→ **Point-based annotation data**
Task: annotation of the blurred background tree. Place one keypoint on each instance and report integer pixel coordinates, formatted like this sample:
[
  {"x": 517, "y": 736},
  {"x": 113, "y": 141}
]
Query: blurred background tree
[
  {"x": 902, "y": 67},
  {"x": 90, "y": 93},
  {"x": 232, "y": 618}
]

→ **Goal of the exercise**
Reproduce the data above verbatim, line for line, changing no character.

→ **Response to this task**
Task: annotation of the blurred background tree. Place one keypoint on each instance and report integer pixel coordinates, formatted like this sample:
[
  {"x": 517, "y": 736},
  {"x": 113, "y": 141}
]
Query: blurred background tree
[
  {"x": 902, "y": 67},
  {"x": 90, "y": 93},
  {"x": 232, "y": 618}
]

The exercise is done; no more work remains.